* EXERCISE
Print the data exactly as it appears, keeping every word.

* RECORDS PROVIDED
Segment Open

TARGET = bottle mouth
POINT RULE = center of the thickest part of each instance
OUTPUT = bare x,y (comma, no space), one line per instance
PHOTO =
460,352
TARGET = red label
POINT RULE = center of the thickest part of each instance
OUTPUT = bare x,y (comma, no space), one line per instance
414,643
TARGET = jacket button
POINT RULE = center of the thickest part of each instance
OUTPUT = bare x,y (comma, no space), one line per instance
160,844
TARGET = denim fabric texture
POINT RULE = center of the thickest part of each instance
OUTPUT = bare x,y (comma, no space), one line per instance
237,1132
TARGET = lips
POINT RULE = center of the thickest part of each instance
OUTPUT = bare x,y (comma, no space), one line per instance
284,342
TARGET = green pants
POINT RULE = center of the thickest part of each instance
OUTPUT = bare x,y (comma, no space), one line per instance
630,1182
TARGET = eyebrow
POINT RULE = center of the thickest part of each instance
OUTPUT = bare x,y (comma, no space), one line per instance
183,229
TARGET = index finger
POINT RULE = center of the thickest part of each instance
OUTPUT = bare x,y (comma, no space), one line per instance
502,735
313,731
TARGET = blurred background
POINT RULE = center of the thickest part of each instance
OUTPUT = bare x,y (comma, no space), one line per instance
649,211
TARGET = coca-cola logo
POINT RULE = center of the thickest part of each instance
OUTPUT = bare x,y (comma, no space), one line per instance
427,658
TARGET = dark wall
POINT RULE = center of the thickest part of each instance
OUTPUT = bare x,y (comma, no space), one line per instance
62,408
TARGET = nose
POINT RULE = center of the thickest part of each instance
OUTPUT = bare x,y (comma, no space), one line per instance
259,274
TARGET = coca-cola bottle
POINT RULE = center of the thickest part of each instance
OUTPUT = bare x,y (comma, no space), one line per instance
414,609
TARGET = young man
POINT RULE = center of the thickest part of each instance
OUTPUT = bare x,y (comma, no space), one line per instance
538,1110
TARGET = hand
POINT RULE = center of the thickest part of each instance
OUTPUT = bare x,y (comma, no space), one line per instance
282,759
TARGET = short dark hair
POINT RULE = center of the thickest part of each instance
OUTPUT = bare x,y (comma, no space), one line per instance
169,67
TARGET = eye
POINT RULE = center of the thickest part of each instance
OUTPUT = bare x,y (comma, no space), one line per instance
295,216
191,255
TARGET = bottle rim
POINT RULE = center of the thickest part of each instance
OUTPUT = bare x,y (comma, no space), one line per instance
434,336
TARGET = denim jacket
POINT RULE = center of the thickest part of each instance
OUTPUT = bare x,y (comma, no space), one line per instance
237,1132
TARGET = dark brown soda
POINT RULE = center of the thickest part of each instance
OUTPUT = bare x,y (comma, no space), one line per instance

Segment Closed

* RESULT
TARGET = bottle mouth
POINT RULE = center of the thickest part of each instance
OUTPUT = bare x,y (comma, no space), one line per instance
PHOTO =
460,352
TARGET = red label
POINT RULE = center of the thickest part of each instance
OUTPUT = bare x,y (comma, no space), one line per instance
414,643
TARGET = jacket button
POINT RULE = center of the thickest part of each instance
OUTPUT = bare x,y (comma, no space), one line per instance
160,844
TARGET = denim fabric texture
POINT RULE = center of the thickest part of each instance
OUTPUT = bare x,y (comma, no space), one line per instance
237,1132
TARGET = lips
POINT RULE = center of the thickest part of each instance
OUTPUT = bare x,y (comma, no space), one line per instance
284,342
TARGET = green pants
POINT RULE = center of the thickest part of each instance
OUTPUT = bare x,y (comma, no space), one line per instance
630,1182
TARGET = eyebrow
POINT RULE = center of the thickest part of each instance
OUTPUT = bare x,y (comma, no space), one line per instance
183,229
TARGET = index finger
POINT RULE = center of the thickest part of each instance
OUTPUT = bare x,y (comma, no space), one line per instance
502,735
313,731
TARGET = blurred background
POINT RULE = center of the thickest part of each instance
OUTPUT = bare x,y (comma, no space), one line per instance
649,211
TARGET = coca-cola logo
POINT RULE = center of the thickest part of each instance
OUTPUT = bare x,y (comma, no space), one line per instance
427,658
TARGET = dark wall
POINT RULE = center of the thickest part of each instance
OUTPUT = bare x,y (comma, no space), one line per instance
62,408
TARGET = nose
POINT RULE = center of the thickest part of each instance
OUTPUT = bare x,y (comma, no space), one line per instance
259,274
TARGET = coca-cola bottle
POINT RULE = center of the thickest part of each instance
OUTPUT = bare x,y (comma, no space), one line per instance
414,609
TARGET = young man
POINT RULE = center of the thickest part of each instance
OUTPUT = bare x,y (comma, no space), one line per instance
538,1110
TARGET = hand
POINT RULE = center of the thickest part of each instance
OUTPUT = bare x,y (comma, no space), one line per instance
282,759
TARGET = short dark hair
POINT RULE = center of the thickest part of each instance
OUTPUT = bare x,y (comma, no space), one line per instance
169,67
TARGET = eye
POINT RULE = center of the thickest part of each instance
OUTPUT = bare x,y (comma, no space), one line per instance
295,216
191,255
TARGET = bottle rim
POINT RULE = center of the thickest part of each instance
OUTPUT = bare x,y (comma, no space), one line per instance
434,336
TARGET = denim jacket
POINT RULE = center of the thickest part of each instance
OUTPUT = bare x,y (comma, no space), one line per instance
237,1132
TARGET = dark brown soda
POINT RULE = center of the thickest part of each instance
OUTPUT = bare x,y (comma, no space), one line per instance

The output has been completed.